▸ TASK TO CARRY OUT: Continue the article on Roanoke College athletics returning to play during COVID, picking up after its last sentence.

▸ EXTRACTED TEXT:
%%

Athletics collage

Roanoke College President Michael C. Maxey summed up the 2020-21 Athletics season with these words: "Our staff, coaches, players and trainers did an amazing job...It was an inspiration to watch."

6.30.2021
By Brian Hoffman '74

The return to play

It was the least busy of years. It was the busiest of years.

It was the year of COVID.

After nine months without a single game, meet or match involving a Roanoke College student-athlete, sports returned with a flurry in 2021. During a span of two weeks, from March 6-20, every sports team at the College competed.

It all began a year prior, on March 11, 2020. On that day, Rudy Gobert, of the National Basketball Association Utah Jazz, tested positive for COVID-19 and all sports as we knew them shut down. In just days all professional and college sports, including NCAA tournaments, were put on hold.

That included nine spring sports that were already underway at Roanoke College. While the school waited to see if things would “get better,” the fields, courts and tracks would remain empty through the end of the school year. Then, when things didn’t get better, the fall season was impacted as well. It was the first time since Roanoke College Director of Athletics Scott Allison ’79 was a child that he wasn’t busy with sports.

“We had a long stretch with no games,” said Allison. “It was strange for me having Saturday and Sunday off, but I’m paying for that now. It was feast or famine.”

“Feast” began Jan.16, 2021, when the Maroons swim team had a meet, the first intercollegiate competition for a Roanoke College team in nine months. Men’s and women’s basketball, and indoor track teams started the following week, but with no fans in attendance and protocols that had coaches and game officials wearing masks, as well as the players when they weren’t competing.

%%

▸ SOURCE INFORMATION:
%%

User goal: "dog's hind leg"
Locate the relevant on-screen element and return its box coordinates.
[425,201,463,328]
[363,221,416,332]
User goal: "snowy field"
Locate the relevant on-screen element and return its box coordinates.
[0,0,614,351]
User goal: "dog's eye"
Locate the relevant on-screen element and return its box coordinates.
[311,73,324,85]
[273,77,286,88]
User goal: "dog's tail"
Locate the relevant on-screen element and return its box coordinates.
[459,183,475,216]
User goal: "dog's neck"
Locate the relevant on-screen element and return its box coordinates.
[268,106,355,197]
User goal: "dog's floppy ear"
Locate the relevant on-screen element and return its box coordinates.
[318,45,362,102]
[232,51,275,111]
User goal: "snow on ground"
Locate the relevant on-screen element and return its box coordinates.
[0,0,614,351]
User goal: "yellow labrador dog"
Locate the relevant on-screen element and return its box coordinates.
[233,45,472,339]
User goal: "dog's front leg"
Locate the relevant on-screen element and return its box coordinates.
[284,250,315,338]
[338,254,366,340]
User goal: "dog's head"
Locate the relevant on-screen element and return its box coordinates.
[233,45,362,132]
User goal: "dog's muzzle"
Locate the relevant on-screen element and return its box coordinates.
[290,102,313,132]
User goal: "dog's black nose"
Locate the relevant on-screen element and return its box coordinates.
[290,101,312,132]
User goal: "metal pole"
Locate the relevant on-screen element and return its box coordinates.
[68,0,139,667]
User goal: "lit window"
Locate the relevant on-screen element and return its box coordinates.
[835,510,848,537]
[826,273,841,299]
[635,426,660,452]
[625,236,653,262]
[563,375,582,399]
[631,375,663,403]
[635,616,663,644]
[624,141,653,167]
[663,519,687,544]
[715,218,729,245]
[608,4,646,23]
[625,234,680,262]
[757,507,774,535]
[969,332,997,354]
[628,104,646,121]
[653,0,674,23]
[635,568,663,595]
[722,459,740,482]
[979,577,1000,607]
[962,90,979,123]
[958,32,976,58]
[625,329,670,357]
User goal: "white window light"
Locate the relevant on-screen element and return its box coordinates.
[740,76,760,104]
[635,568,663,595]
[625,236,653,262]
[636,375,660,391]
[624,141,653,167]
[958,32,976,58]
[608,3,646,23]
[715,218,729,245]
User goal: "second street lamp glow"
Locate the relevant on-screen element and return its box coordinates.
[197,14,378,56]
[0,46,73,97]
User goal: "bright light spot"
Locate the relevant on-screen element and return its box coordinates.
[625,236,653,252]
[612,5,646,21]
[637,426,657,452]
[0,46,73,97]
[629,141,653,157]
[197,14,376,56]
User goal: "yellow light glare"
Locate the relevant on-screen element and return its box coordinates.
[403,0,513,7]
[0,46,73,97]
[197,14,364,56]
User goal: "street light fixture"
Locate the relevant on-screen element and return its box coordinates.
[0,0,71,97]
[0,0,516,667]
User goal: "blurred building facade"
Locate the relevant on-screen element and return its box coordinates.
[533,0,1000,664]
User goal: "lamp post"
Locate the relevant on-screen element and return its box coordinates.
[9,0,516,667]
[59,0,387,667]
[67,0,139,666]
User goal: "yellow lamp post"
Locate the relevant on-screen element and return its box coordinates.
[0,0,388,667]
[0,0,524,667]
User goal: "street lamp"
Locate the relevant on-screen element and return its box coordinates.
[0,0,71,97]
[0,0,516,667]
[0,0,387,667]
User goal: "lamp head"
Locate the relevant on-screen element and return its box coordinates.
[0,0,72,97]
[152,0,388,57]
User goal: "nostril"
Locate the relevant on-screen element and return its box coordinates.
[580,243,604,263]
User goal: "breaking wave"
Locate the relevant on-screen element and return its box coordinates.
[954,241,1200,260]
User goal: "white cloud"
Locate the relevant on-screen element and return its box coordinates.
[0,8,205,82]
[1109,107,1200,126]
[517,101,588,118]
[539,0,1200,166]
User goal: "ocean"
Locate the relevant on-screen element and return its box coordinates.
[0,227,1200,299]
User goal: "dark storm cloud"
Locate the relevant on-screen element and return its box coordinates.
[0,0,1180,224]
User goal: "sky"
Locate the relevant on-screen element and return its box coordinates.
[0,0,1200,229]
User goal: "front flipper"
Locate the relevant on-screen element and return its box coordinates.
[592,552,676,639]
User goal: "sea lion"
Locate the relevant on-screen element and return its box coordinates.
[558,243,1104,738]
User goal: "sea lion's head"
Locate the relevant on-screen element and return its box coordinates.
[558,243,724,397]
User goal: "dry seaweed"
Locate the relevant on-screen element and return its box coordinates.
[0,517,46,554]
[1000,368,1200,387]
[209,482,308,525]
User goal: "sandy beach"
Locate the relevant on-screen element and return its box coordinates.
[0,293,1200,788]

%%

▸ ANSWER SECTION:
“We were COVID tested three times per week as required by the NCAA,” said Men’s Basketball Coach Clay Nunley. “We weren’t able to use our locker room during the year and our benches were socially distanced, much like you saw if you watched any college basketball game on television.”

This made for extra work for Jim Buriak, Roanoke College director of athletic training, and his staff.

“The athletic trainers had to develop COVID-19 protocols for testing our athletes according to NCAA guidelines,” Buriak said. “We have five licensed athletic trainers at Roanoke College, and they have done a fantastic job of testing, following established protocols and providing exceptional health care to our athletes.”

Once sports returned in January, it was a whole new ballgame. Roanoke College men’s and women’s basketball teams had excellent seasons, but no one was there to cheer them on. All games were streamed online, but inside the Cregger Center, bleachers were rolled back.

“Obviously we missed having people at the games, but I think we were so excited to be able to play that we eventually didn’t even notice,” said Women’s Basketball Coach Carla Flaherty.